**PROMPT**
Please summarize the following plot summary of Dan and his mentor Socrates in three sentences.

Socrates, prodded by the impatient and defiant Dan, gives the boy a series of tasks and lessons. The central concept of "Soc's" philosophy is this: that one must live entirely in the present moment. Other ideas include the related notion that at no time is "nothing going on" and the idea that an appropriate time exists for fighting and another for abstaining from violence. These lessons are conveyed through practical lessons, long contemplation, and one spectacular mystical experience. Dan gradually learns to appreciate every moment; to view the journey toward a goal as more meaningful and significant than the attainment; to pay attention to that which he is doing - thus increasing his gymnastic prowess; and (to a slightly lesser extent) control himself. Throughout the lesson, Dan learns virtually nothing about his mentor, other than the philosophy, Socrates' belief that service is the most noble action possible (hence his choice to work as a car serviceman), and the presence of another protégé.

This protégé, a woman of Dan's own age named Joy, has learned and integrated Socrates' philosophy into her life, to the extent that she seems as wise as Socrates himself. Dan attempts to ask her for information regarding Socrates, but receives little. Joy treats Dan indulgently, though she evidently respects him.

One day, Dan drives recklessly, and his motorcycle collides with a car that ran a red light, causing his right femur bone to shatter. He is rushed to a hospital, where a metal bar is placed in his leg to maintain its integrity. As a result, his gymnastic coach believes that Dan cannot compete in the National competition. Dan, hurt by this lack of faith, recovers from the injury and resumes his training under Socrates' tutelage. Eventually, he is restored to full health and strength, while his coordination improves and his mind is set entirely on the present moment. He competes in the U.S. Trials for the Olympics and achieves a victory.

**EXCERPTED RECORDS**
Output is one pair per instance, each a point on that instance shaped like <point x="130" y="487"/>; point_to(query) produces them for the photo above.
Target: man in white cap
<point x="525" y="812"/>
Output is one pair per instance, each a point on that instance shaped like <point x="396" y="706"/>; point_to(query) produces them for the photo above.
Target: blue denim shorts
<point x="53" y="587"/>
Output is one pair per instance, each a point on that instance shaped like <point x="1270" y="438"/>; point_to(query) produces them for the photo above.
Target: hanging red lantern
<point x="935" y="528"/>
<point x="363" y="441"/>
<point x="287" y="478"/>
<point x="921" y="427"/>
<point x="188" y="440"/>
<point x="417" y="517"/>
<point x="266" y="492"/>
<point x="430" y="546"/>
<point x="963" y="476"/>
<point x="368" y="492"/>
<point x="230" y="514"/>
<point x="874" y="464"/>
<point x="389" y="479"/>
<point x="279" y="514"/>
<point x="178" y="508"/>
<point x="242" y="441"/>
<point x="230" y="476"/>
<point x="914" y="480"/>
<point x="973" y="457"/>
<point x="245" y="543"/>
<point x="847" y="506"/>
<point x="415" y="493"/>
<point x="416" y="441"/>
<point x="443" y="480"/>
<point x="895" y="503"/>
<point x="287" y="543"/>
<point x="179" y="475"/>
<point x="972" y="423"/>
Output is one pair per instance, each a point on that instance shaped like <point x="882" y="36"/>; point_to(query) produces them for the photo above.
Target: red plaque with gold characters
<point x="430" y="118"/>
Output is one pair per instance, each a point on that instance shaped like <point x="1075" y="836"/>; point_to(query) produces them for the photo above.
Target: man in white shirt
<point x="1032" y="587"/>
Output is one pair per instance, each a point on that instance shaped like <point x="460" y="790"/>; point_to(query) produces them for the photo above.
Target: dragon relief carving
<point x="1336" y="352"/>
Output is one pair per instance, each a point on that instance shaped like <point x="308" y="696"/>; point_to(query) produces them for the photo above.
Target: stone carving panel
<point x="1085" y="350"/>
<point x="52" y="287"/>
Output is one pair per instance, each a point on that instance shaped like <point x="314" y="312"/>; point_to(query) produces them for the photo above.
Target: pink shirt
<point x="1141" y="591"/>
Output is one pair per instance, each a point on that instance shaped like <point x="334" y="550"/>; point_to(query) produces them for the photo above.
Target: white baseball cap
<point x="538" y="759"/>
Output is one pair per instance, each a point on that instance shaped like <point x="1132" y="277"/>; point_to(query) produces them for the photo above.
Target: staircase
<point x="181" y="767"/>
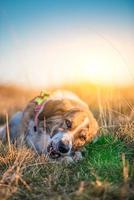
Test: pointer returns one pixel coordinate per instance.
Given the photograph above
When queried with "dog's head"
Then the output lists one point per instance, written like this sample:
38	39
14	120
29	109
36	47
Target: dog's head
70	124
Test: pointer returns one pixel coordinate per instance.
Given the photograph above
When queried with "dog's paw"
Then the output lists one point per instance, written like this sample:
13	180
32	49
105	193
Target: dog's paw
77	156
67	159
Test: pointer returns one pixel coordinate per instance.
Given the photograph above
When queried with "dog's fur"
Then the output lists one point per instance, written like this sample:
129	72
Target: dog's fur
69	125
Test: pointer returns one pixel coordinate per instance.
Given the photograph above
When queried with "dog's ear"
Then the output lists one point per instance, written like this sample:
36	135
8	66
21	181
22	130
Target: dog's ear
93	127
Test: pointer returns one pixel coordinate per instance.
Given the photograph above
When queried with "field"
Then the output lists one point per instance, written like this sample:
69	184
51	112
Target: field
107	170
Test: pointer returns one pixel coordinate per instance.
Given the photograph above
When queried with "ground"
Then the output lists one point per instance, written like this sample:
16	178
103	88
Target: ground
107	168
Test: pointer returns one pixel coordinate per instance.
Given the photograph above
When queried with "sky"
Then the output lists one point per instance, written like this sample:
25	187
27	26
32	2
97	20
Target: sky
51	42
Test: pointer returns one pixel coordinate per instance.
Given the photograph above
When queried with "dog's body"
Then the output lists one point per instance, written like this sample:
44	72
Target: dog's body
65	124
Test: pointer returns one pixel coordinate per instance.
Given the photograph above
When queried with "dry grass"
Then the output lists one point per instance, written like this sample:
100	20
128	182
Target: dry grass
107	171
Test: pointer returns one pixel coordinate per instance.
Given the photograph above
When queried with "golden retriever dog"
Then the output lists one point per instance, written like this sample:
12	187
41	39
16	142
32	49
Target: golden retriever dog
58	127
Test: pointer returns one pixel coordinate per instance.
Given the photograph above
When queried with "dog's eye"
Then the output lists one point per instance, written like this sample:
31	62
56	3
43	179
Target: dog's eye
82	138
68	123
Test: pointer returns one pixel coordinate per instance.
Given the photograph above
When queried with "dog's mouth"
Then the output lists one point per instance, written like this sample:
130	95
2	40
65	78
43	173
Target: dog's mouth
53	152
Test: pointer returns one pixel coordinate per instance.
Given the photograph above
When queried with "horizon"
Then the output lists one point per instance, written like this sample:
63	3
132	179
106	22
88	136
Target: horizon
54	43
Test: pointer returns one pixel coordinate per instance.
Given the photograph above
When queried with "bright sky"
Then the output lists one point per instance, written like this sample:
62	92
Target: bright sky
50	42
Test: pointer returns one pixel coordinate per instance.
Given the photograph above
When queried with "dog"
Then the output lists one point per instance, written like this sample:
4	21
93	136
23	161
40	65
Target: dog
63	126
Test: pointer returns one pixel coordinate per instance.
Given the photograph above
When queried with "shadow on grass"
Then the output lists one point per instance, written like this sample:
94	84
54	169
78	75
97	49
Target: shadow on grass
99	175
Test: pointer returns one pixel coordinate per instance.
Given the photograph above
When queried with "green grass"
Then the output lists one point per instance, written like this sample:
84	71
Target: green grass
98	175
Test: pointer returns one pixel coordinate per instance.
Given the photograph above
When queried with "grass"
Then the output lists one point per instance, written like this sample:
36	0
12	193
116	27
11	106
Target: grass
106	171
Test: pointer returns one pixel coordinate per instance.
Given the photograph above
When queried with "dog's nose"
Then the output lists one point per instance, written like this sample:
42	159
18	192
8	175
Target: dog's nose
63	148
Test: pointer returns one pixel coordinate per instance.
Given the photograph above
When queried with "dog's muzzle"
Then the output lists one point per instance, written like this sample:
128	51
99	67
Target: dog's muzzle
60	145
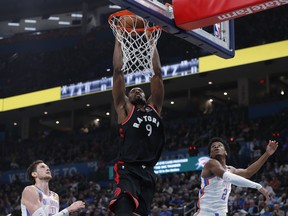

**EXERCISE OUTPUT**
Prodded by Dan, Socrates gives him a series of lessons centered on living entirely in the present moment, through which Dan learns to appreciate every moment, value the journey over the goal, and pay attention to what he is doing. Dan learns little about Socrates himself beyond his philosophy, his belief that service is the most noble action, and the presence of another protégé, Joy, who has integrated the philosophy so fully that she seems as wise as Socrates. After a motorcycle collision shatters his right femur and his coach believes he cannot compete, Dan recovers under Socrates' tutelage and achieves a victory at the U.S. Trials for the Olympics.